* **Objetivo A**
Reproduza fielmente a parte do texto sobre a trajetória teatral de Fernanda Montenegro que vai de "Contemporânea de atores" até "brasileira de teatro.", incluindo este último trecho.
* **Objetivo B**
Nos registros, reescreva as linhas desde a que contém "# Looking for the pale" até a que contém "(132, 177), (162, 207)", inclusive, mantendo as consultas e deslocando em -34 cada número das coordenadas das respostas. Deixe as imagens fora da resposta.

* **Trecho citado**
═══

Contemporânea de atores como Ítalo Rossi (1931-2011) e Sergio Britto (1923-2011), com os quais, entre outros, criou o Teatro dos Sete, junto de seu marido, Fernando Torres (1927-2008), uma das companhias que fez história no país, Fernanda buscou, artisticamente, criar-se como uma atriz brasileira. “Teatro, faça na sua terra e nas circunstâncias dessa terra”, disse-lhe, como narra no livro, a atriz francesa radicada no Brasil Henriette Morineau (1908-90), quando atuou na sua companhia teatral em São Paulo.

“Havia um milagre acontecendo em São Paulo, quando chegamos lá, em 1954.” Era o ano do 4º Centenário, período em que “as companhias cinematográficas Vera Cruz” buscavam criar uma indústria de cinema nacional, enquanto companhias teatrais como o Teatro de Arena buscavam criar uma linguagem brasileira de teatro.

Mas o renascimento paulistano confrontou-se com uma tragédia nacional, em 24 de agosto: o suicídio do presidente Getúlio Vargas, após 19 dias de crise política iniciada com o atentado a Carlos Lacerda (194-1977), opositor a Vargas, que culminou na morte do Major Vaz e pôs o País – e, logo, a classe artística – em situação de instabilidade.

Desestimulada a deixar o Brasil e a deixar o teatro, como cogitou diante da crise, atuou na companhia Maria Della Costa (1926-2015) e no Teatro Brasileiro de Comédia, que tinha o polonês Zbigniew Ziembinski (1908-1978) como diretor-artístico e Cacilda Becker (1921-1969), então a maior atriz brasileira, como sua estrela.

Fernanda Montenegro também dedica parte de sua história às gerações anteriores à sua, com destaque para as mulheres: além de Cacilda, Dulcina de Morais (1908-1996), renovadora do teatro brasileiro na primeira metade do século 20, e Itália Fausta (1879-1951), “atriz que participou de movimentos decisivos do teatro brasileiro” a partir das primeiras décadas do século passado. “Uma adolescente vai se fixar nas mulheres que deram certo”, afirma.

Atores também a influenciaram, como na montagem de Hamlet de 1948, feita pelo Teatro dos Estudantes do Brasil (TEB), com Sérgio Cardoso (1925-1972) no papel principal. “Eu era muito jovem. Ele era um estudante recém-formado em Direito. Era um espetáculo que não era bom, amadoríssimo. E aí eu vi esse rapaz sem formação teatral sabendo dizer aquele texto”, diz. “Eu me formei vendo esse monte de atores que me seduziram.”

Depois da crise de 1954, nunca mais cogitou desistir da batalha teatral, enfrentando problemas de financiamento, empréstimos bancários, a necessidade de educar dois filhos (o cineasta Cláudio Torres e a atriz e escritora Fernanda Torres), fracassos e sucessos de público e a censura da ditadura civil-militar. “Eles [os censores] não negavam o texto. Eles cortavam alguma coisa do texto. [A gente] arrumava mais ou menos e prosseguia. Na véspera, o pré-ensaio geral tinha que ser para a censura. Eram três sempre: um, com uma lanterna, acompanhando o texto, e dois olhando [o ensaio]”, recorda-se.

═══

Itens de dados armazenados:
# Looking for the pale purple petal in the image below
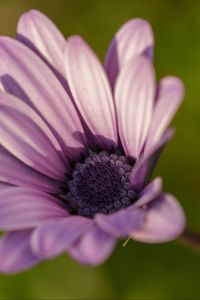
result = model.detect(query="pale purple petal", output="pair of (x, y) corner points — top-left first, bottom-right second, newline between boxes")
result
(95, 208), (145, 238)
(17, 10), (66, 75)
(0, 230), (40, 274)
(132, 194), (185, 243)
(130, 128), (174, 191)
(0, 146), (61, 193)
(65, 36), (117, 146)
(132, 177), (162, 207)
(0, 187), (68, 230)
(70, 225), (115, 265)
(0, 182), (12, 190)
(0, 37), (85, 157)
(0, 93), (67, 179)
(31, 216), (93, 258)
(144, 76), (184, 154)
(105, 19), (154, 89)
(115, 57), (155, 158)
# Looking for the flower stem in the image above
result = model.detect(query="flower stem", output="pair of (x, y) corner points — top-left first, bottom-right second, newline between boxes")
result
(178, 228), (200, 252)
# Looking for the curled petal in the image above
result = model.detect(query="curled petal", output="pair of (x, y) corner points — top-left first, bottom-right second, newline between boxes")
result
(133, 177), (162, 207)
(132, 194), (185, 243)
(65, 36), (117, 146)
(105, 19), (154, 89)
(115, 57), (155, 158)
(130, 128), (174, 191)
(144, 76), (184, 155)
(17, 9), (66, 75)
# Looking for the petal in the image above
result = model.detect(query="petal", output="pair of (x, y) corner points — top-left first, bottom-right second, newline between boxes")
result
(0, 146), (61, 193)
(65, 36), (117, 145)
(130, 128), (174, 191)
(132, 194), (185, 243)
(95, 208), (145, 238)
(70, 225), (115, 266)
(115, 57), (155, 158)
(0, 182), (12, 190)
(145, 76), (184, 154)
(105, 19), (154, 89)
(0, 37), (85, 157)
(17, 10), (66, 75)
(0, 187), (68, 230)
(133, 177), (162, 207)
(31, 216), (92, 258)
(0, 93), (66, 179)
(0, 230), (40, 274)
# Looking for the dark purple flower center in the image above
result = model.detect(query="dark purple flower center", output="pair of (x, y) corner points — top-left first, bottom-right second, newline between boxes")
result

═══

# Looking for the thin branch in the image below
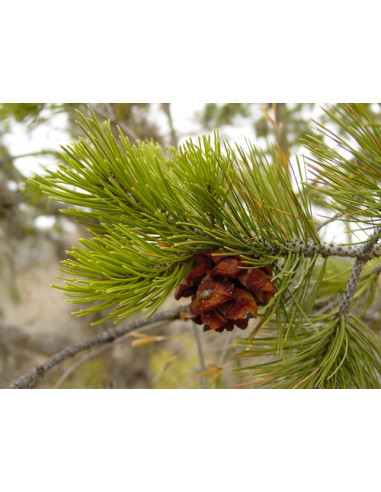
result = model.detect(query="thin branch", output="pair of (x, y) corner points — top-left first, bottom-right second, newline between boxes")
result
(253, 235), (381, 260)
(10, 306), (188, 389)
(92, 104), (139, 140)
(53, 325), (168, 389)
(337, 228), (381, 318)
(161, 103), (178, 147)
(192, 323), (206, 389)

═══

* **Solução da tarefa A**
Contemporânea de atores como Ítalo Rossi (1931-2011) e Sergio Britto (1923-2011), com os quais, entre outros, criou o Teatro dos Sete, junto de seu marido, Fernando Torres (1927-2008), uma das companhias que fez história no país, Fernanda buscou, artisticamente, criar-se como uma atriz brasileira. “Teatro, faça na sua terra e nas circunstâncias dessa terra”, disse-lhe, como narra no livro, a atriz francesa radicada no Brasil Henriette Morineau (1908-90), quando atuou na sua companhia teatral em São Paulo.

“Havia um milagre acontecendo em São Paulo, quando chegamos lá, em 1954.” Era o ano do 4º Centenário, período em que “as companhias cinematográficas Vera Cruz” buscavam criar uma indústria de cinema nacional, enquanto companhias teatrais como o Teatro de Arena buscavam criar uma linguagem brasileira de teatro.

* **Solução da tarefa B**
# Looking for the pale purple petal in the image below
result = model.detect(query="pale purple petal", output="pair of (x, y) corner points — top-left first, bottom-right second, newline between boxes")
result
(61, 174), (111, 204)
(-17, -24), (32, 41)
(-34, 196), (6, 240)
(98, 160), (151, 209)
(96, 94), (140, 157)
(-34, 112), (27, 159)
(31, 2), (83, 112)
(98, 143), (128, 173)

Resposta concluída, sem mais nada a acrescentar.